Convert every line of the records below into a JSON list of strings, with one string per line and blank lines omitted.

• • • • •

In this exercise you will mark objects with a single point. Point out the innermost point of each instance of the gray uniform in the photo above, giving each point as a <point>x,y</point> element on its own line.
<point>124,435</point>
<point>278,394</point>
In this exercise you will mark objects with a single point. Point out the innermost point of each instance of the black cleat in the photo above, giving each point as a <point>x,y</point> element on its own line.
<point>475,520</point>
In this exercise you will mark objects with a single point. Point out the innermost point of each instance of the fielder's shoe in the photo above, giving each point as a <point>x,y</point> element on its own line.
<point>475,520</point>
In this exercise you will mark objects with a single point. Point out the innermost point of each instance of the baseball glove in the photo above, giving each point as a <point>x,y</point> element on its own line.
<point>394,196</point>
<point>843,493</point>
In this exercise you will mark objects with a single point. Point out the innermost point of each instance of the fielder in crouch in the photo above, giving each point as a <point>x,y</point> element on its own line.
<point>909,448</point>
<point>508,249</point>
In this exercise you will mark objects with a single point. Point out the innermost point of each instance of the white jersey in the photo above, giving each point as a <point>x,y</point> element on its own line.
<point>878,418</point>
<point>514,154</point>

• • • • •

• TASK RESPONSE:
[
  "In this exercise you will mark objects with a single point. Point out the innermost point of each instance of the gray uniform in the photo above, giving each point as a <point>x,y</point> element on its own line.",
  "<point>124,435</point>",
  "<point>278,394</point>",
  "In this exercise you will mark objects with a single point. Point out the innermost point of each instance of the black cleat in the photo above, giving each point as a <point>x,y</point> element on its own line.",
  "<point>475,520</point>",
  "In this exercise you will mark objects with a single point. Point out the innermost point of each instance of the fielder's shoe in the photo above, giving each point as a <point>x,y</point> element on its own line.",
  "<point>475,520</point>",
  "In this exercise you will mark objects with a single point. Point out the innermost point of each instance of the baseball glove in the photo above, giving each point as a <point>x,y</point> element on its own line.",
  "<point>394,196</point>",
  "<point>843,493</point>",
  "In this exercise you will mark objects with a single point. Point out the innermost point of each instance of the fielder in crouch in the photo above, giving each point as a <point>x,y</point> element on its own line.",
  "<point>909,448</point>",
  "<point>508,249</point>",
  "In this exercise you will mark objects with a single point. Point out the innermost point of each instance of the white jersey in the photo above, giving each point as a <point>x,y</point> element on its own line.",
  "<point>878,418</point>",
  "<point>514,154</point>"
]